Job
Can you rename "One point for each instance" to "One point per instance" in everything from the line containing "Target: round headlight" down to the end of the material, keeping all else unchanged?

(Items from a data source)
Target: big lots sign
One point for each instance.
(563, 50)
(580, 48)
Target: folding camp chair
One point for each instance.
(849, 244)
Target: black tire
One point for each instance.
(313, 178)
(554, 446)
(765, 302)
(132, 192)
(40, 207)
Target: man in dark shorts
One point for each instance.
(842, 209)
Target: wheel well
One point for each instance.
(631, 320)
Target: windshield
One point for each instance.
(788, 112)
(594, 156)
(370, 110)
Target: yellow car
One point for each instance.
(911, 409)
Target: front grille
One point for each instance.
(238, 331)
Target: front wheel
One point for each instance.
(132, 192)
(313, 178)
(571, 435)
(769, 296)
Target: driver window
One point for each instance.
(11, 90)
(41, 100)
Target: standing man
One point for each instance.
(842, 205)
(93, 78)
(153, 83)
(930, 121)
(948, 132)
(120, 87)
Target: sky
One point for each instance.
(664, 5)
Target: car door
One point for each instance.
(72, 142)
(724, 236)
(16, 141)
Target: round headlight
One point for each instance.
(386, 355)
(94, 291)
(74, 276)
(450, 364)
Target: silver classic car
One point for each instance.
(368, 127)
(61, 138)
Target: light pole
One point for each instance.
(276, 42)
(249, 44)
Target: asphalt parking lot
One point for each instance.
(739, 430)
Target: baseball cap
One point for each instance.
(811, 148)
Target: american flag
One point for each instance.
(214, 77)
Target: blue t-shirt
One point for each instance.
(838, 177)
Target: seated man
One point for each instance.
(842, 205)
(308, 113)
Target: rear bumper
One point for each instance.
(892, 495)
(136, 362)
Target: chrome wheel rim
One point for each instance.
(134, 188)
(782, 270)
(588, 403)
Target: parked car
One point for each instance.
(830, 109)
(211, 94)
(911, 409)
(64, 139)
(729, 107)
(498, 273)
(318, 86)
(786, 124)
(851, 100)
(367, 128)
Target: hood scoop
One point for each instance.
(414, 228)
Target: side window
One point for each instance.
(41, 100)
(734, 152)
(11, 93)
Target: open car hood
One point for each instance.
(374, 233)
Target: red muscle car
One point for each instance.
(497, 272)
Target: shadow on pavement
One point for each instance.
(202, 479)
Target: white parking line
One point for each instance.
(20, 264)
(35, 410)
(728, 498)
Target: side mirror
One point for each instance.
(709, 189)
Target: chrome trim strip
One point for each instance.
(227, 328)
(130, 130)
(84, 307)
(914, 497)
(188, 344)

Reply
Target: round headlight
One point per instance.
(386, 355)
(94, 291)
(74, 276)
(450, 364)
Target: silver classic car
One point per instance.
(368, 127)
(61, 138)
Target: light pole
One point per instance.
(276, 42)
(249, 44)
Target: asphalt parking lot
One point per instance.
(739, 430)
Target: baseball cap
One point per instance.
(811, 148)
Target: american flag
One point per instance.
(214, 77)
Target: blue t-shirt
One point per instance.
(838, 177)
Target: seated man
One point per instance.
(842, 205)
(308, 113)
Target: rear bumper
One point per instance.
(892, 495)
(136, 362)
Target: chrome wheel rim
One point per instance.
(134, 188)
(782, 270)
(588, 403)
Target: parked car
One point per instance.
(830, 109)
(211, 94)
(911, 409)
(64, 139)
(729, 107)
(498, 273)
(318, 86)
(786, 124)
(851, 100)
(367, 128)
Target: hood scoop
One point per instance.
(414, 228)
Target: side window
One point per instance.
(41, 100)
(734, 152)
(11, 93)
Target: open car hood
One point per instance.
(374, 233)
Target: red muscle car
One point per instance.
(497, 272)
Target: shadow on pavement
One point per instance.
(202, 479)
Target: white parking line
One point per instance.
(20, 264)
(35, 410)
(728, 498)
Target: side mirror
One point per instance.
(709, 189)
Target: chrome trim strip
One point per instance.
(227, 328)
(130, 130)
(84, 307)
(914, 497)
(188, 344)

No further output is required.